━━ DATA UNDER STUDY ━━

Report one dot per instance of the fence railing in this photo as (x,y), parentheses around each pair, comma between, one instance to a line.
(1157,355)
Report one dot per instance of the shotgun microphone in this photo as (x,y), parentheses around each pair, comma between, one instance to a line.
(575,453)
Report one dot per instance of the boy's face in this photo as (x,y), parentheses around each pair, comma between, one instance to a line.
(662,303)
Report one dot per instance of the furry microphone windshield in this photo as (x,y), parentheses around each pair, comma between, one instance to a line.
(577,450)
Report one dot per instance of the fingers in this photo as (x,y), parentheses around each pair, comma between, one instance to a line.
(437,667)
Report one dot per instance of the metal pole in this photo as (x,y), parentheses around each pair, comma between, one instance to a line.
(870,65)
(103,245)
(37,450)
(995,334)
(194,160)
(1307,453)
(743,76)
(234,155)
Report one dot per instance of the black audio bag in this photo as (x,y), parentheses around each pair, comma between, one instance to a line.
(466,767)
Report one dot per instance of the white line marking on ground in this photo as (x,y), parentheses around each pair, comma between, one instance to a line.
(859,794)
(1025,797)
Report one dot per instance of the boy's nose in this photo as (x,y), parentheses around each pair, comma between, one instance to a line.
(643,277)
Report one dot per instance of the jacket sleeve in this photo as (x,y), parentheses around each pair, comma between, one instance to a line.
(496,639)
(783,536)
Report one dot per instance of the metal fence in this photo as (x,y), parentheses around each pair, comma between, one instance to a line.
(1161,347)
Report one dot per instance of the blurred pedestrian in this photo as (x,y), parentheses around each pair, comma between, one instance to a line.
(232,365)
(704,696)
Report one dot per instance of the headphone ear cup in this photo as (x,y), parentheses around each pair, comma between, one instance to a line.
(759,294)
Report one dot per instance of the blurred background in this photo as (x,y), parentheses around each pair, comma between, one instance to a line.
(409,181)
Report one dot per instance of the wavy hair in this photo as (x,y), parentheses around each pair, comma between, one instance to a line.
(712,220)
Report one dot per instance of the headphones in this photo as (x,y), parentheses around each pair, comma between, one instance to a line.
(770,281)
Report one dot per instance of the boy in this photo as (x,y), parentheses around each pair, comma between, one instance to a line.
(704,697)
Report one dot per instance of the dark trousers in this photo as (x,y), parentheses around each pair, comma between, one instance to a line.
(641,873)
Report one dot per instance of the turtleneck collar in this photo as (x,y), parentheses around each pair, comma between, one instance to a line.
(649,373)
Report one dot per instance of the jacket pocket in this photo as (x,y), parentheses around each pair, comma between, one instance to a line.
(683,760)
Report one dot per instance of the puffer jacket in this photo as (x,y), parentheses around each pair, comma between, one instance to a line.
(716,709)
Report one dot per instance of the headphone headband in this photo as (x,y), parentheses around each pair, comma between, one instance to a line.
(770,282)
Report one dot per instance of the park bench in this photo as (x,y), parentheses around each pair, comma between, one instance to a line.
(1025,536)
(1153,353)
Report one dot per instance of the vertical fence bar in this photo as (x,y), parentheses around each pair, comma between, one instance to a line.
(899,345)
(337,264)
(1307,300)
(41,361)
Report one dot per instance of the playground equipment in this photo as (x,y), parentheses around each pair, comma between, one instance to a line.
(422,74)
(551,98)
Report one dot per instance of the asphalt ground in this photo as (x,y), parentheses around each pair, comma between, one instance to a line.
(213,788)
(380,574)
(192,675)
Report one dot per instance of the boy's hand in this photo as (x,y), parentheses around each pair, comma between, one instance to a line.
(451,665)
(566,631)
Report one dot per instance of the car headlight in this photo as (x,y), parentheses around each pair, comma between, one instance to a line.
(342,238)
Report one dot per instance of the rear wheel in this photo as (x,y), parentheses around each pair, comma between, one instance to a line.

━━━

● WHAT YOU WILL DO:
The answer must be a word-for-word transcription of every record above.

● SOLUTION FOR THIS PROBLEM:
Report one dot per instance of the fence railing in this photo as (x,y), parentheses around each pair, comma between, one instance to a line.
(1157,355)
Report one dot per instance of the shotgun microphone in this photo as (x,y), parentheses around each pair, comma between, one instance to a line.
(575,453)
Report one dot per instance of the boy's face in this photo as (x,y), parentheses around each pair, comma between, one instance to a line.
(662,303)
Report one dot per instance of the furry microphone windshield in this photo as (x,y), parentheses around each pair, comma between, one instance to a line.
(577,450)
Report one dot per instance of the fingers in this photo as (x,y), parentheses around each pair, comma between, one instance to a line.
(437,667)
Report one dot per instance of the metal pole in this photo as (x,y), parentheses around each pair, comma between, one instance to a line.
(870,65)
(103,245)
(37,450)
(995,334)
(194,160)
(1307,453)
(743,76)
(234,155)
Report one dot per instance of the black audio bag in this photo as (x,y), parentheses around each pair, comma between, one instance to a line.
(466,767)
Report one dot per instance of the white line marking on ground in this photo as (x,y), parentheses around each pair, comma between, one instance to a line.
(859,794)
(1025,797)
Report one dot per instance of the boy's nose in this photo as (x,y), parentheses around each pair, comma between, one instance to a line.
(643,277)
Report one dot per instance of the jacket sleeve in this photo as (x,y), parentheses around each pair, comma between, one instance to a line.
(496,639)
(783,536)
Report one dot per instance of the metal fence in this photo as (x,y), parentheses around each pair, comma between, one instance to a line.
(1161,347)
Report one dot per instance of the blurred pedestrian in this photo as (x,y), parentheses around each pair, comma between, one instance to a line.
(232,365)
(704,696)
Report one dot per instance of the headphone ear cup in this photo as (x,y), parentheses around each pair, comma between, one instance to a line.
(759,294)
Report one dot per instance of the blurred background in this photo as (x,y), parentheses around each pair, comma between, one instance to a line.
(409,181)
Report one dot per instance of the wavy hair in this photo as (x,y), parentheses around each pair, comma between, one instance to a line.
(712,220)
Report one dot per instance of the headphones in this photo as (x,y), parentheses around each pair, comma between, one instance to a line.
(770,281)
Report one dot per instance of the boy in this photo as (x,y), parentheses around each pair, comma between, one instance to a line.
(704,697)
Report one dot per instance of the dark trousers in this photo as (x,y), parentheses around each pair, comma between, one instance to a line.
(641,873)
Report one dot per instance of the turtleneck collar in this photo as (x,y), parentheses around each pair, comma between, one instance to a line.
(649,373)
Report one dot per instance of the jacket pocket in this photo as (x,y), parentheses around each pair, comma between, one instance to a line.
(683,760)
Report one dot per instance of the puffer jacket in this photo as (x,y), parentheses around each pair, comma between, one instance to a line.
(716,709)
Report one dot per instance of the headphone headband in this photo as (x,y), parentheses around each pair, comma between, one instance to a line.
(770,282)
Report one dot per instance of the park bench in this photo as (x,y), parentheses around each pair, comma between, one instance to a line.
(1025,536)
(1153,353)
Report one dot per instance of the vertical fence bar in this photo as (x,y), parentheses around each pair, comma between, one instance to a line.
(899,345)
(337,264)
(1307,300)
(41,361)
Report one dot per instance of the playground equipment in this photo as (x,y), parentheses around each pair, comma between, one instance to a line.
(422,74)
(551,98)
Report one dot per instance of the asphalt ground in this photo as (x,y), parentheses around each pair, comma between, one instance to a line.
(213,788)
(380,574)
(192,675)
Report one dot per instance of the boy's hand in this photo as (x,y), parentheses around each pair, comma between, one instance to a line.
(451,665)
(566,631)
Report one dot per instance of the car headlight in this photo as (x,y), parentheses around each pair, comma between, one instance to a line.
(342,238)
Report one dot per instance of the rear wheel in this photo as (x,y), parentheses around each pair, comma between, one instance to a line.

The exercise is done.